● **STATED PROBLEM**:
Could you reproduce all of the data below verbatim, line for line?

● **DATA FOR THIS TASK**:
------------------------------------
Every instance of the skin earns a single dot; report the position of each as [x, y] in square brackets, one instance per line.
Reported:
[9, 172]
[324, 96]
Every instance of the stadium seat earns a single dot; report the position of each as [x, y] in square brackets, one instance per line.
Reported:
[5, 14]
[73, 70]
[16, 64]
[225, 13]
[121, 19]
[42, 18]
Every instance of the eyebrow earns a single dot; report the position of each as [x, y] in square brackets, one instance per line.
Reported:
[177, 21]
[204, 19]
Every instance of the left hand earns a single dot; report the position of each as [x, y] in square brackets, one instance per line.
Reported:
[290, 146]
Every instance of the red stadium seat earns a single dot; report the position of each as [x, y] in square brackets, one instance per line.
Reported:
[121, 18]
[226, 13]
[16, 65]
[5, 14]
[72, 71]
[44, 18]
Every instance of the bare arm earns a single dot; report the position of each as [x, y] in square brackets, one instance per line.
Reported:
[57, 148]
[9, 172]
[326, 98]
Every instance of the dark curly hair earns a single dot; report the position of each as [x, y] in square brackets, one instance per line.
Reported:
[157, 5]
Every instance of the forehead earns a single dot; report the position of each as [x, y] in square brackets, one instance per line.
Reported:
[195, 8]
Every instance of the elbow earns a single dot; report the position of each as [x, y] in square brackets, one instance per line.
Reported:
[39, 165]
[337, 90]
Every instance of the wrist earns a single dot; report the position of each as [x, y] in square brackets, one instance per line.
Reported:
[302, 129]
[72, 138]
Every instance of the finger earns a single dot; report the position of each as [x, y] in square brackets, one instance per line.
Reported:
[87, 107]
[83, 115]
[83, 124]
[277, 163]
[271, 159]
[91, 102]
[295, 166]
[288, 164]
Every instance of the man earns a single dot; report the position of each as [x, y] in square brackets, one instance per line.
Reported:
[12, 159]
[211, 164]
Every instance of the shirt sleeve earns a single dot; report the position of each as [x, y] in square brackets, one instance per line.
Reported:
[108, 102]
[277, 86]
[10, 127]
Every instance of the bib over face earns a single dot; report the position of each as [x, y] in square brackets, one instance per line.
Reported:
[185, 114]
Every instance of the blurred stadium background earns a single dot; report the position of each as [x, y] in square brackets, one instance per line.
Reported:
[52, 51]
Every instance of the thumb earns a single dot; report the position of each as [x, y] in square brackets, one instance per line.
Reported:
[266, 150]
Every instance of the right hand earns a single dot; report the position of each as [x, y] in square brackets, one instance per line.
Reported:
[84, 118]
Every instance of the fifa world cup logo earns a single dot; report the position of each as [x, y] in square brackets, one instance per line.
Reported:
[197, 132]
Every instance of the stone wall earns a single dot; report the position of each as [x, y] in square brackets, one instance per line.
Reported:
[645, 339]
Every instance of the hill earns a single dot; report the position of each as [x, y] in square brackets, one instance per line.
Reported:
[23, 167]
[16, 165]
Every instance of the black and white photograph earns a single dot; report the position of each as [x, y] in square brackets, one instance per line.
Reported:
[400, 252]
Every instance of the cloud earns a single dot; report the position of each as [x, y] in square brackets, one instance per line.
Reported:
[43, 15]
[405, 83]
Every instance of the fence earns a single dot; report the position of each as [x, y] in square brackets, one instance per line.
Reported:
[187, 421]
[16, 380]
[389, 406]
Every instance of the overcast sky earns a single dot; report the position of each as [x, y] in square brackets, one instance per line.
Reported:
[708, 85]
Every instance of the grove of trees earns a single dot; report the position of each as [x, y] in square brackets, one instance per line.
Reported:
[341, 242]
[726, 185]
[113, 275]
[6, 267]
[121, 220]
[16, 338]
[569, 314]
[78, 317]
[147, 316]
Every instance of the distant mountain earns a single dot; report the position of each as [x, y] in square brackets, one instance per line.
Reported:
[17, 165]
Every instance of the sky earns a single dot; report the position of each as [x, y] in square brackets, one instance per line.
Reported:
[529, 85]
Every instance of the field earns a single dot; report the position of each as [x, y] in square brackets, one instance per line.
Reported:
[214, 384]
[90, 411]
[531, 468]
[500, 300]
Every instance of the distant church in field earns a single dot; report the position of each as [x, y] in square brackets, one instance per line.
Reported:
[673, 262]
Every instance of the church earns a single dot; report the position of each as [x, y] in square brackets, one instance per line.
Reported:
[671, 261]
------------------------------------
● **EXERCISE ANSWER**:
Every instance of the skin earns a single dot; report the position of each as [x, y] in square brackets, one instance per line.
Reported:
[9, 172]
[324, 96]
Every instance of the stadium seat earns a single dot; report the position of each as [x, y] in square brackets, one instance per line.
Reported:
[5, 14]
[73, 70]
[16, 64]
[225, 13]
[121, 19]
[42, 18]
Every instance of the eyebrow earns a single dot; report the position of each as [x, y] in square brackets, one instance per line.
Reported:
[177, 21]
[204, 19]
Every instance of the left hand earns a single dot; report the position of each as [x, y] in square brackets, one instance per line.
Reported:
[290, 146]
Every instance of the red stadium seat earns a single dot; report the position of each as [x, y] in square brackets, one instance per line.
Reported:
[121, 18]
[226, 13]
[16, 65]
[5, 14]
[72, 71]
[44, 18]
Every instance of the bare arm earns a single dot; report the position of each as [x, y] in square brackets, one instance per line.
Reported:
[57, 148]
[9, 172]
[326, 98]
Every instance of the dark curly hair earns a single dot; report the position of each as [x, y] in square brackets, one instance per line.
Reported:
[157, 5]
Every instance of the forehead earns a single dot; report the position of each as [x, y] in square brackets, one instance per line.
Reported:
[195, 8]
Every instance of the elbow earns a single dot; report the position of each as [x, y] in square brackets, one instance per line.
Reported:
[39, 165]
[337, 90]
Every instance of the wrist earns a single dot; report the position of each as [x, y] in square brackets, one instance per line.
Reported:
[302, 129]
[72, 138]
Every instance of the finger earns a single dot; report the position of each as [x, y] in square brackets, one instance per line.
Reported:
[87, 107]
[83, 115]
[83, 124]
[277, 163]
[271, 159]
[91, 102]
[295, 166]
[288, 164]
Every instance of the man earns a single dot; report the position of each as [x, y] in square brackets, one instance per line.
Reported:
[12, 159]
[211, 164]
Every instance of the shirt sleeve earns a single dot; report the position of each as [x, y] in square brackets, one instance per line.
Reported:
[108, 102]
[277, 86]
[10, 127]
Every instance of the bib over face earns a single dot; report the position of each as [x, y] in square brackets, one instance per line.
Reported:
[185, 114]
Every instance of the blurred stadium background earns a single dot; report the position of each as [x, y] in square brackets, one instance per line.
Reported:
[52, 51]
Every instance of the thumb earns a single dot; report the position of each as [x, y] in square brackets, one instance per line.
Reported:
[266, 150]
Every instance of the right hand earns a single dot; report the position of each as [x, y] in square brackets, one instance per line.
Reported:
[84, 118]
Every instance of the fifa world cup logo earns a single dot; report the position of each as [x, y] in square brackets, one instance per line.
Reported:
[197, 132]
Every instance of the stone wall earns a single dot; report the position of each as [x, y] in square brackets, one instance per line.
Reported:
[645, 339]
Every instance of the hill earns a single dot; report the position of each as [x, y] in square brackets, one instance per line.
Reported:
[23, 167]
[16, 165]
Every instance of the black and white photograph earns a single dot; report the position of each as [x, y] in square brackets, one instance per line.
Reported:
[400, 252]
Every instance of the cloud earns a single dot; report the position of each as [x, y] in square brackets, one instance per line.
Reported:
[43, 15]
[405, 83]
Every instance of the fence earns a single dot; report the position of each as [x, y] in square brackets, one instance per line.
Reported:
[187, 421]
[16, 380]
[389, 406]
Every instance of the overcast sky earns a single dot; report the position of each as [x, y] in square brackets, one instance per line.
Reported:
[708, 85]
Every instance of the grove of trees earns a single dot; report the position of each as [x, y] in square brackets, one instance per line.
Reported:
[341, 242]
[726, 185]
[113, 275]
[6, 267]
[121, 220]
[16, 338]
[569, 314]
[78, 317]
[147, 316]
Every instance of the distant mountain earns a single dot; report the position of each as [x, y] in square brackets, one instance per line.
Reported:
[17, 165]
Every instance of the sky earns a single dot; report the position of each as [x, y] in square brackets, one instance per line.
Reported:
[529, 85]
Every instance of the field earns a single dot; report the position of each as [x, y] in square brackets, one instance per line.
Reported:
[214, 384]
[90, 411]
[531, 468]
[500, 300]
Every instance of the distant church in field earns a single dot; report the position of each as [x, y] in square brackets, one instance per line.
Reported:
[673, 262]
Every instance of the church earns a single dot; report the position of each as [x, y] in square brackets, one instance per line.
Reported:
[671, 261]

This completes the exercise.